#### [Stated problem]
Set down all of the data exactly as it appears.

** BEGIN Source records **

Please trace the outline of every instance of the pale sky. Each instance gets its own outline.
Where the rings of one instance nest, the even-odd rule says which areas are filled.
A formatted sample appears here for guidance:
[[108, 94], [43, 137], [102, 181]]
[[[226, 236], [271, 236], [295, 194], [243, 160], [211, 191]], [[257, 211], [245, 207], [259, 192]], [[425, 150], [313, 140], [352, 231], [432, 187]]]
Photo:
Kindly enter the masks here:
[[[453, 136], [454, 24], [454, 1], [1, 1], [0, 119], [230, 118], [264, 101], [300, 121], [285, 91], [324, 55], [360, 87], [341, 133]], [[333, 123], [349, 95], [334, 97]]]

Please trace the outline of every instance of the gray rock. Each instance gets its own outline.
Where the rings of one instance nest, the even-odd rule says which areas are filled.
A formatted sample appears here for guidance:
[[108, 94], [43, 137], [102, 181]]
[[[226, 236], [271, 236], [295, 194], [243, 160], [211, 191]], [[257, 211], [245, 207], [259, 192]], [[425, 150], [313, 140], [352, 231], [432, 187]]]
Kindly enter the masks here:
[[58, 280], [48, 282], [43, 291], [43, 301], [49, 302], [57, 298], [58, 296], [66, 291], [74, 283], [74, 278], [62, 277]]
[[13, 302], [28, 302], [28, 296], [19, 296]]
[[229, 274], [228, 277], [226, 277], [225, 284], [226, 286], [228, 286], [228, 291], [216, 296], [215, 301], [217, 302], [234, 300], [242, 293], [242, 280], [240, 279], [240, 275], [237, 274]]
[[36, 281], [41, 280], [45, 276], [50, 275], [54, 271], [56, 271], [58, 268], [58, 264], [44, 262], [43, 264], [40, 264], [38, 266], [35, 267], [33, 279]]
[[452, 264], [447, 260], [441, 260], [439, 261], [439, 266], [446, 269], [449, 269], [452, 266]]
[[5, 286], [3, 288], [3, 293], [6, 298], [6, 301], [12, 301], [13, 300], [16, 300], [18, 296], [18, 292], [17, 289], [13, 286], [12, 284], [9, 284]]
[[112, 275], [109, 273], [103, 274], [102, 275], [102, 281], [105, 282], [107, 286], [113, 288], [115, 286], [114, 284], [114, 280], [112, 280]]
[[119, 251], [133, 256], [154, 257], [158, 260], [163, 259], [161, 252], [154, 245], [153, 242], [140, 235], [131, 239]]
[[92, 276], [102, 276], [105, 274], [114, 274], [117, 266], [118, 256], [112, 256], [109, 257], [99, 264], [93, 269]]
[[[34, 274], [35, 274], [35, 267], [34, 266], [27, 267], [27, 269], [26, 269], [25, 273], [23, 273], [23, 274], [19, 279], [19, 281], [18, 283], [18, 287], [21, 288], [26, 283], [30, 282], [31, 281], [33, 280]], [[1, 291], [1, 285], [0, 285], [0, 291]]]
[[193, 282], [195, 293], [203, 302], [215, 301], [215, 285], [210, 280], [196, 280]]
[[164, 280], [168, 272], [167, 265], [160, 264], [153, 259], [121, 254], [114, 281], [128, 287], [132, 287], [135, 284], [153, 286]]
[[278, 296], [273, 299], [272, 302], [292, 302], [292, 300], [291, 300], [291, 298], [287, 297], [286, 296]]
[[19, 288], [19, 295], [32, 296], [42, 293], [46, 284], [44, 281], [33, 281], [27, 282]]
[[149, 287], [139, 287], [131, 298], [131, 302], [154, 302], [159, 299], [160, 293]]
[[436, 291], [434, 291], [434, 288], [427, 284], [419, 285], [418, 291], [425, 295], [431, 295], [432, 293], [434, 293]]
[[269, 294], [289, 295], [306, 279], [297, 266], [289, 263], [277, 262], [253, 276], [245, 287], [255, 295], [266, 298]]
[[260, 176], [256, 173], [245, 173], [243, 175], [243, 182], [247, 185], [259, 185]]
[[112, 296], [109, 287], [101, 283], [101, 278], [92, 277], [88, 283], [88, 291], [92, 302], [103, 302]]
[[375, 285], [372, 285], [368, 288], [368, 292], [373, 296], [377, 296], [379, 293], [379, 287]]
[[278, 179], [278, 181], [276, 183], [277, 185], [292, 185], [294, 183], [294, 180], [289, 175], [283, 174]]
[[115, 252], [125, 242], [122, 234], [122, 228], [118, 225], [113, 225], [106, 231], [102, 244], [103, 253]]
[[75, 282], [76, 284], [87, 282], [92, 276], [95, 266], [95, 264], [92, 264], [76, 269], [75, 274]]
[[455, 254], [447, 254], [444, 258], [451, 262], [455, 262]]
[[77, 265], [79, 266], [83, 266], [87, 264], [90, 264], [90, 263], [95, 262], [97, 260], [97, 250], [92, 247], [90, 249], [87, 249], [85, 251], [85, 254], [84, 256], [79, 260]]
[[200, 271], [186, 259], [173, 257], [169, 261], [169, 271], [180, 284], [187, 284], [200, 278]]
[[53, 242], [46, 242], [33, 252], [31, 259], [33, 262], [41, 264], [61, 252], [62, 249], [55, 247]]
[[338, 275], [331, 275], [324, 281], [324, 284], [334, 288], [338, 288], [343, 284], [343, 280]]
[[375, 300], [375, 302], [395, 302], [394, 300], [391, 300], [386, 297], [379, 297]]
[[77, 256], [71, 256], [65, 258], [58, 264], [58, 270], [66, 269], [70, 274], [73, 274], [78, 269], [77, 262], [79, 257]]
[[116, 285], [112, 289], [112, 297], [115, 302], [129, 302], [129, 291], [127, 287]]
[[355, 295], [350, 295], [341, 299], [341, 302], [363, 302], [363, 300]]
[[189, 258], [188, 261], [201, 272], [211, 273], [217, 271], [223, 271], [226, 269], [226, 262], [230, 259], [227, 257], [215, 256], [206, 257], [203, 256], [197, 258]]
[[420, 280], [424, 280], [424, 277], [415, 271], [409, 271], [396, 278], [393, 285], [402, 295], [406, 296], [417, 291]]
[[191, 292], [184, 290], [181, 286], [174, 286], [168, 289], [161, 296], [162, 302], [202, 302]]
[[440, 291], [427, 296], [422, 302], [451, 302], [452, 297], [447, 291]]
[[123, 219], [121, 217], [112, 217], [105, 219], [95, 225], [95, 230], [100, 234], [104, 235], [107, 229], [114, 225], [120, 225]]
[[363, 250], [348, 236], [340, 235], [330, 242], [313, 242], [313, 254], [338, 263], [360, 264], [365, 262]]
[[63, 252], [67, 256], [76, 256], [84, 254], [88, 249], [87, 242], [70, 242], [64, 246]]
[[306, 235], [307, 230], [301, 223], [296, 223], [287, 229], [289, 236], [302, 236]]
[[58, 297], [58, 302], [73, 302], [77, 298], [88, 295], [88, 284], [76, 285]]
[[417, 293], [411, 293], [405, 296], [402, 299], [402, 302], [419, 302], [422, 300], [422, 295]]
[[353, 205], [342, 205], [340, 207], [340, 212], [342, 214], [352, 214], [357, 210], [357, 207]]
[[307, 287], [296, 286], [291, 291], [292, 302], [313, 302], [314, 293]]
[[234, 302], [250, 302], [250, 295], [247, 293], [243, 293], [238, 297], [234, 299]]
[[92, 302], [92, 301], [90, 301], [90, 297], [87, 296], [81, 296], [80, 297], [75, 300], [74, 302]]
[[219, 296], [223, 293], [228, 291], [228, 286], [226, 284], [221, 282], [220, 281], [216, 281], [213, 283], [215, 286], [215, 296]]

** END Source records **

#### [Completed task]
Please trace the outline of every instance of the pale sky. Each instance gets its own outline.
Where the rings of one instance nest, the even-odd rule says which areas are filled.
A formatted sample appears here for guidance:
[[108, 94], [43, 137], [102, 181]]
[[[226, 236], [271, 236], [295, 194], [243, 160], [211, 191]], [[257, 211], [245, 207], [259, 192]], [[425, 150], [313, 140], [352, 231], [432, 187]]]
Photo:
Kindly enter the masks here:
[[[453, 136], [454, 24], [454, 1], [1, 1], [0, 119], [230, 118], [264, 101], [300, 121], [285, 91], [324, 55], [360, 87], [341, 133]], [[333, 123], [349, 95], [334, 97]]]

Please trace the outline of every instance of the gray rock. Each instance gets its own outline.
Where the rings of one instance nest, the even-odd rule says which areas are filled.
A formatted sample appears here for guidance:
[[108, 94], [43, 137], [102, 181]]
[[[226, 236], [271, 236], [295, 194], [243, 160], [211, 191]], [[257, 211], [245, 207], [259, 192]], [[425, 150], [313, 140], [352, 231], [432, 187]]]
Kindly enter the masks here:
[[58, 280], [48, 282], [43, 291], [43, 301], [49, 302], [57, 298], [58, 296], [66, 291], [74, 283], [74, 278], [62, 277]]
[[13, 302], [28, 302], [28, 296], [19, 296]]
[[229, 274], [228, 277], [226, 277], [225, 284], [226, 286], [228, 286], [228, 291], [216, 296], [215, 301], [217, 302], [234, 300], [242, 293], [242, 280], [240, 279], [240, 275], [237, 274]]
[[36, 281], [41, 280], [45, 276], [50, 275], [54, 271], [56, 271], [58, 268], [58, 264], [44, 262], [43, 264], [40, 264], [38, 266], [35, 267], [33, 279]]
[[452, 264], [447, 260], [441, 260], [439, 261], [439, 266], [446, 269], [449, 269], [452, 266]]
[[5, 286], [3, 288], [3, 293], [6, 298], [6, 301], [12, 301], [13, 300], [16, 300], [18, 296], [18, 292], [17, 289], [13, 286], [12, 284], [9, 284]]
[[112, 275], [109, 273], [103, 274], [102, 275], [102, 281], [105, 282], [107, 286], [113, 288], [115, 286], [114, 284], [114, 280], [112, 280]]
[[119, 251], [133, 256], [154, 257], [158, 260], [163, 259], [161, 252], [154, 245], [153, 242], [140, 235], [131, 239]]
[[92, 276], [102, 276], [105, 274], [114, 274], [117, 266], [118, 256], [112, 256], [109, 257], [99, 264], [93, 269]]
[[[34, 274], [35, 274], [35, 267], [34, 266], [27, 267], [27, 269], [26, 269], [25, 273], [23, 273], [23, 274], [19, 279], [19, 281], [18, 283], [18, 287], [21, 288], [26, 283], [30, 282], [31, 281], [33, 280]], [[1, 291], [1, 285], [0, 285], [0, 291]]]
[[193, 282], [195, 293], [203, 302], [215, 301], [215, 285], [210, 280], [196, 280]]
[[164, 280], [168, 272], [167, 265], [160, 264], [153, 259], [121, 254], [114, 281], [128, 287], [132, 287], [135, 284], [153, 286]]
[[278, 296], [273, 299], [272, 302], [292, 302], [292, 300], [291, 300], [291, 298], [287, 297], [286, 296]]
[[19, 288], [19, 295], [32, 296], [42, 293], [46, 284], [44, 281], [33, 281], [27, 282]]
[[149, 287], [139, 287], [131, 298], [131, 302], [154, 302], [159, 299], [160, 293]]
[[436, 291], [434, 291], [434, 288], [427, 284], [419, 285], [418, 291], [425, 295], [431, 295], [432, 293], [434, 293]]
[[269, 294], [289, 295], [306, 279], [297, 266], [289, 263], [277, 262], [253, 276], [245, 287], [255, 295], [266, 298]]
[[260, 176], [256, 173], [245, 173], [243, 175], [243, 182], [247, 185], [259, 185]]
[[112, 296], [109, 287], [101, 283], [101, 278], [92, 277], [88, 283], [88, 291], [92, 302], [103, 302]]
[[375, 285], [372, 285], [368, 288], [368, 292], [373, 296], [377, 296], [379, 293], [379, 287]]
[[278, 179], [278, 181], [276, 183], [277, 185], [292, 185], [294, 183], [294, 180], [289, 175], [283, 174]]
[[115, 252], [125, 242], [122, 234], [122, 228], [118, 225], [113, 225], [106, 231], [102, 244], [103, 253]]
[[75, 282], [76, 284], [87, 282], [92, 276], [95, 266], [95, 264], [92, 264], [76, 269], [75, 274]]
[[455, 254], [447, 254], [444, 258], [451, 262], [455, 262]]
[[77, 265], [79, 266], [83, 266], [87, 264], [90, 264], [90, 263], [95, 262], [97, 260], [97, 250], [92, 247], [90, 249], [87, 249], [85, 251], [85, 254], [84, 256], [79, 260]]
[[200, 271], [186, 259], [173, 257], [169, 261], [169, 271], [180, 284], [187, 284], [200, 278]]
[[53, 242], [46, 242], [33, 252], [31, 259], [33, 262], [41, 264], [61, 252], [62, 249], [55, 247]]
[[338, 275], [331, 275], [324, 281], [324, 284], [334, 288], [338, 288], [343, 284], [343, 280]]
[[375, 300], [375, 302], [395, 302], [394, 300], [391, 300], [386, 297], [379, 297]]
[[77, 256], [71, 256], [65, 258], [58, 264], [58, 270], [66, 269], [70, 274], [73, 274], [78, 269], [77, 262], [79, 257]]
[[116, 285], [112, 289], [112, 297], [115, 302], [129, 302], [129, 291], [127, 287]]
[[355, 295], [350, 295], [341, 299], [341, 302], [363, 302], [363, 300]]
[[189, 258], [188, 261], [201, 272], [211, 273], [217, 271], [223, 271], [226, 269], [226, 262], [230, 259], [227, 257], [215, 256], [206, 257], [203, 256], [197, 258]]
[[420, 280], [424, 280], [424, 277], [415, 271], [409, 271], [396, 278], [393, 285], [402, 295], [406, 296], [417, 291]]
[[191, 292], [184, 290], [181, 286], [174, 286], [168, 289], [161, 296], [162, 302], [202, 302]]
[[440, 291], [427, 296], [422, 302], [451, 302], [452, 297], [447, 291]]
[[123, 219], [121, 217], [112, 217], [105, 219], [95, 225], [95, 230], [100, 234], [104, 235], [107, 229], [114, 225], [120, 225]]
[[363, 250], [348, 236], [340, 235], [330, 242], [313, 242], [313, 254], [338, 263], [360, 264], [365, 262]]
[[63, 252], [67, 256], [76, 256], [84, 254], [88, 249], [87, 242], [70, 242], [64, 246]]
[[306, 235], [307, 230], [301, 223], [296, 223], [287, 229], [289, 236], [302, 236]]
[[58, 297], [58, 302], [73, 302], [77, 298], [88, 295], [88, 284], [76, 285]]
[[417, 293], [411, 293], [405, 296], [402, 299], [402, 302], [419, 302], [422, 300], [422, 295]]
[[353, 205], [342, 205], [340, 207], [340, 212], [342, 214], [352, 214], [357, 210], [357, 207]]
[[307, 287], [296, 286], [291, 291], [292, 302], [313, 302], [314, 293]]
[[234, 302], [250, 302], [250, 295], [247, 293], [243, 293], [238, 297], [234, 299]]
[[92, 302], [92, 301], [90, 301], [90, 297], [87, 296], [81, 296], [80, 297], [75, 300], [74, 302]]
[[219, 296], [223, 293], [228, 291], [228, 286], [226, 284], [221, 282], [220, 281], [216, 281], [213, 283], [215, 286], [215, 296]]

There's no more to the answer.